SELECTED EXTRACT =>
═══

A lot of exciting things have happened in payments — and commerce, more broadly — over the last three years.
PayPal became pals with the card networks and their issuers.
India demonetized its currency and put digital payments adoption into overdrive.
Amazon ignited conversational commerce with Alexa and the portfolio of apps and devices that now have her at the consumer’s beck and call.
Selfie Pay became a real thing.
Walmart bought Jet.com to beef up its eCommerce business.
Paying gig workers faster has given the gig economy a real boost.
Disbursements is moving us closer to the day when we can really #killthecheck.
Efforts on the part of the payments ecosystem to fight the fraudsters have managed to decrease the rate of online fraud by about a third.
But here’s one thing that the last three years hasn’t done: increase the consumer’s appetite to turn their smartphones into a digital payment form factor when they check out in a physical store.
In fact, the results from the latest PYMNTS/InfoScout Mobile Payments Adoption and Usage study over nine quarters concludes what now sounds like the same song, different verse: Consumers largely haven’t been given a good enough reason to remember to use them, even though when they whip out their plastic cards to pay for something in a store, they often have their phone in their other hand.
Let’s be clear what we mean by usage: It is the percent of people who have the payment method on their phone, who pay at a terminal where they could use that method and then who actually use it to make a purchase.
That reluctance to ditch the leather wallet for the digital version is despite the proliferation of NFC-enabled terminals for the [Fill-in-the Blank] Pays that need NFC to initiate a payment, which is a pretty sobering reality for the “granddaddy” of all the Pays — Apple Pay — despite Apple CEO’s Tim Cook’s ebullient shout-out to Apple Pay in its latest earnings report last week.
Apple Pay may be, to quote him directly, “by far the number one NFC payment service on mobile devices, with nearly 90 percent of all transactions globally.” But that’s a lot like saying you’re the best of all the C students in a class of C students: It’s still a class of C students.
After almost three years — with all of the hype and all of the investment in advertising and promotion — Apple Pay seems unable to consistently crack 6 percent usage in the biggest payments market in the world.
Our results show average usage over nine quarters to be about 4.5 percent. And while it has hit a high of 5.9 percent, and did hit 5.5 percent this past quarter, the trend remains flat despite the increase this quarter.
At this point in its lifecycle and hype-cycle, it begs the question: Can it ever break that ceiling?
At the end of June, when we went back into the field, 24.5 percent of respondents said they tried Apple Pay for the first time, up from 21.9 percent in March. And 5.5 percent said that they used it to pay for a purchase, up from 4 percent in June — but off its high in March of 2015.

═══

WHAT TO WORK ON =>
(1) Reproduce the part of the mobile payments passage that opens with the words containing "Disbursements is moving" and closes with "a physical store.".
(2) According to the mobile payments passage, what was the average Apple Pay usage over nine quarters?
(3) Decide whether each statement agrees with the mobile payments passage, answering yes or no and quoting the deciding words: (a) Walmart bought Jet.com to strengthen its eCommerce business. (b) The payments ecosystem cut the rate of online fraud by about half. (c) At the end of June, 24.5 percent of respondents said they tried Apple Pay for the first time.

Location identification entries

═══

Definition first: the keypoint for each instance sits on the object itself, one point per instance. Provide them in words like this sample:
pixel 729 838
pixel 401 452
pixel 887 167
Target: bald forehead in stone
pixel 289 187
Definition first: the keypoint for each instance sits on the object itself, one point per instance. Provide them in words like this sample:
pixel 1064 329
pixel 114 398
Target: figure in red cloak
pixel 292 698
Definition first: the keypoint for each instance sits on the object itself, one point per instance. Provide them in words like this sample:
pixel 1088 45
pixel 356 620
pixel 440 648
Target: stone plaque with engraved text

═══

WRITTEN RESPONSES =>
(1)
Disbursements is moving us closer to the day when we can really #killthecheck.
Efforts on the part of the payments ecosystem to fight the fraudsters have managed to decrease the rate of online fraud by about a third.
But here’s one thing that the last three years hasn’t done: increase the consumer’s appetite to turn their smartphones into a digital payment form factor when they check out in a physical store.

(2) About 4.5 percent.

(3)
(a) Yes: "Walmart bought Jet.com to beef up its eCommerce business."
(b) No: "decrease the rate of online fraud by about a third."
(c) Yes: "At the end of June, when we went back into the field, 24.5 percent of respondents said they tried Apple Pay for the first time"